Task instructions: Transcribe the part of the forum thread on musical climaxes starting at "How could I" and ending at "to play out.".

Quoted passage:
((

How could I forget Tchaikovsky's Francesca da Ramini? It seems every conductor does something a little different with the climax, too, so you never know exactly how it's going to play out.


----------



## DeepR (Apr 13, 2012)

Scriabin's Prometheus & Poem of Ecstasy. Especially in these performances:











And all the others...

It's partially similar to the greatest finales. Although Bruckner's 8th Adagio is one of the greatest climaxes I've heard that's not a finale at the same time.


----------



## Forss (May 12, 2017)

_Tristan und Isolde_ is probably unsurpassed in this regard, as Nereffid said so eloquently. Stephen Fry's facial expression(s) at about 4:00-4:20 in this video is a rather accurate description of its climax.


----------



## Nereffid (Feb 6, 2013)

Forss said:


> _Tristan und Isolde_ is probably unsurpassed in this regard, as Nereffid said *so eloquently*.


Owww... _burned_! :tiphat:


----------



## DeepR (Apr 13, 2012)

I've listened to Liebestod for the first time quite recently, indeed extremely powerful and beautiful. I'm sure even more so if you've listened to the entire opera, which I'm not about to do anytime soon.


----------



## Forss (May 12, 2017)

Nereffid said:


> Owww... _burned_! :tiphat:


I have always preferred few (or no) words prior to long-winded expositions, so it was actually a compliment.


----------



## eugeneonagain (May 14, 2017)

Delicious Manager said:


> For me, this takes some beating:


Are you referring to the Varese, the Rachmaninov or the Copland? Either way they're all fantastic. The GB youth orchestra are possibly one of the greatest youth orchestras.


----------



## shangoyal (Sep 22, 2013)

In the 1st movement of Beethoven's 9th, there is a fortissimo passage which is excellent. Sometimes I listen to that movement only to experience those moments of excitement.

))

Extracted data entries
((

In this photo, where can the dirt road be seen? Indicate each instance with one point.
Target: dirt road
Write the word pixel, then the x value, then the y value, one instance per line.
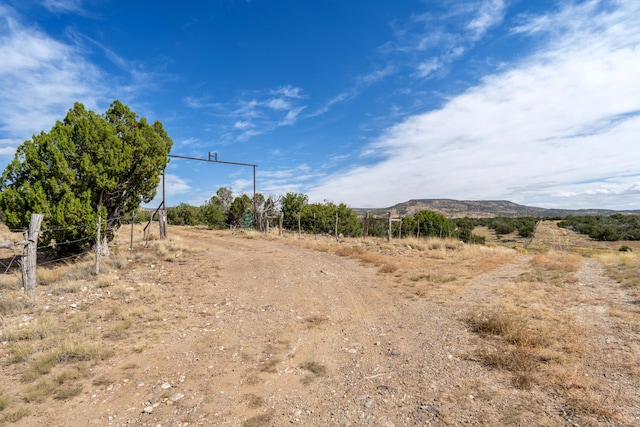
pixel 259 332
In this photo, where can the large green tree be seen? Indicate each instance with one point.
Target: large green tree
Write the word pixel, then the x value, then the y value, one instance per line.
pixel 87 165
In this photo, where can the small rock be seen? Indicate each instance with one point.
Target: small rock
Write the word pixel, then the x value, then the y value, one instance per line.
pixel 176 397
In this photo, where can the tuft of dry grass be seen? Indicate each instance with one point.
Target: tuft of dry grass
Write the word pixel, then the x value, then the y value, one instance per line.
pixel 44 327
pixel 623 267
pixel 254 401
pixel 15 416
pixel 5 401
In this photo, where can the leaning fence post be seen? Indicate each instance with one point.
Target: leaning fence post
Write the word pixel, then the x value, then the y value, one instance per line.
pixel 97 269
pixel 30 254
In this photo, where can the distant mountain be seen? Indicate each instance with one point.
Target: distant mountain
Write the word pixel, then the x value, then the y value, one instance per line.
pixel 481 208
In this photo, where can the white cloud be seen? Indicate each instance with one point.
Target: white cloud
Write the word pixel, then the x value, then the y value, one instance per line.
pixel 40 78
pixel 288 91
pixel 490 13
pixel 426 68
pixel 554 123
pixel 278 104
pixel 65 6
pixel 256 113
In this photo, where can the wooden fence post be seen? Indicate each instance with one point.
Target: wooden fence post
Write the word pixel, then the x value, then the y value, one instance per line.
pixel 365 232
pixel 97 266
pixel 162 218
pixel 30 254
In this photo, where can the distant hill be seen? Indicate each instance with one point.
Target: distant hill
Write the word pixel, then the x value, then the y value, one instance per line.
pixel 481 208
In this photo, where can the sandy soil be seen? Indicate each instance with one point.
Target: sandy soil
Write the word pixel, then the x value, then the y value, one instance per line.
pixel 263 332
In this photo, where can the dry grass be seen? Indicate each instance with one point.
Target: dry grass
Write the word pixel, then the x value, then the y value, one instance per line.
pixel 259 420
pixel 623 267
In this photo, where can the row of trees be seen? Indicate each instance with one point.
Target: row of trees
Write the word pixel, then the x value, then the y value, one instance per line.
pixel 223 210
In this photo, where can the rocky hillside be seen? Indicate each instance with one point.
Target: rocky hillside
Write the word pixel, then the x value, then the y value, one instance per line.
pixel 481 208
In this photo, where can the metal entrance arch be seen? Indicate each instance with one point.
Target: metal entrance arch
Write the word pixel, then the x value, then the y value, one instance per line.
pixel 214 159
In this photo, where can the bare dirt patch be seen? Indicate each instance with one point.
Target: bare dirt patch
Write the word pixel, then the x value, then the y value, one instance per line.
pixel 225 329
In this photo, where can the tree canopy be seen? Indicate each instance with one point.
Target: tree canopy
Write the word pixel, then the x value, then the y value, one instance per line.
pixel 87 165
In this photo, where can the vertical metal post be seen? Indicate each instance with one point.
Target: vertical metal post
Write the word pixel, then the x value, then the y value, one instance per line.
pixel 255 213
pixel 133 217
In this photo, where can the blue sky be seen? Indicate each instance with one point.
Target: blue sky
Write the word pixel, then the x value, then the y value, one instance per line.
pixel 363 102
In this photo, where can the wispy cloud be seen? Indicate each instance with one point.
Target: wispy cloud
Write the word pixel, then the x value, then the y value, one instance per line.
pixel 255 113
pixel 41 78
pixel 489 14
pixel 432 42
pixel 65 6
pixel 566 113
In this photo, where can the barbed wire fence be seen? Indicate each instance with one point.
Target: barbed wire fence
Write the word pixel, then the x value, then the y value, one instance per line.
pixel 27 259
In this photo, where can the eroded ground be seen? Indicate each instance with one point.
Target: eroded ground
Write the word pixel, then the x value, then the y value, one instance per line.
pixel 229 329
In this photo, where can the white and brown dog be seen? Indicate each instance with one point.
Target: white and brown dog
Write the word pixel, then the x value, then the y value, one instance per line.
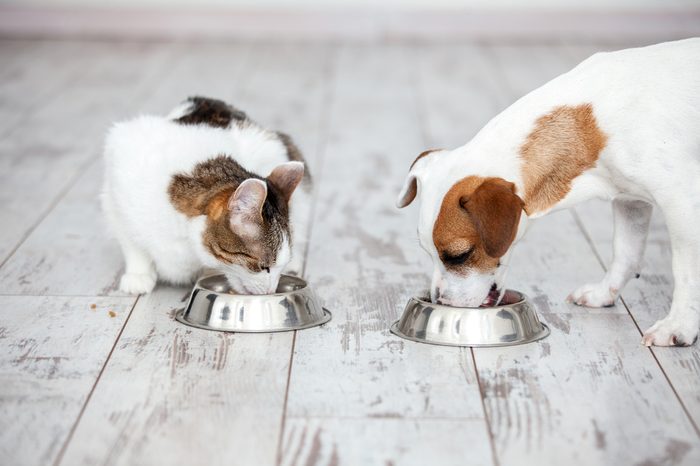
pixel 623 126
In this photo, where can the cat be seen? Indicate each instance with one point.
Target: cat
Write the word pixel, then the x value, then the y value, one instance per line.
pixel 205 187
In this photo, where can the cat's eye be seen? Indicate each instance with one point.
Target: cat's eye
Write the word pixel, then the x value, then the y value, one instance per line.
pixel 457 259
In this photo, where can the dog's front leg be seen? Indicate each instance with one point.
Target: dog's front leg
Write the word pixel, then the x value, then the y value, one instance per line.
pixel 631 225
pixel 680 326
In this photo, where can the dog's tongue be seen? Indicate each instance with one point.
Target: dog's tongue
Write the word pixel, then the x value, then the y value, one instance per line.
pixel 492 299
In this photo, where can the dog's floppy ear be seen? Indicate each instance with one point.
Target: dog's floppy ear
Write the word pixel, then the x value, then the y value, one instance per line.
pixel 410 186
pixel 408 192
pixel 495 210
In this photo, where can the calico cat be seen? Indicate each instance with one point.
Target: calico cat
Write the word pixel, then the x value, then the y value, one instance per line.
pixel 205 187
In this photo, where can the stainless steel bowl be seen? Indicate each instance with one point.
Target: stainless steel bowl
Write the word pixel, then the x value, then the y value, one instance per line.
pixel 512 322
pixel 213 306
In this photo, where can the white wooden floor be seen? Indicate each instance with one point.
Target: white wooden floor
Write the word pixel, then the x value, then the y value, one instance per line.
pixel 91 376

))

Reply:
How could I forget Tchaikovsky's Francesca da Ramini? It seems every conductor does something a little different with the climax, too, so you never know exactly how it's going to play out.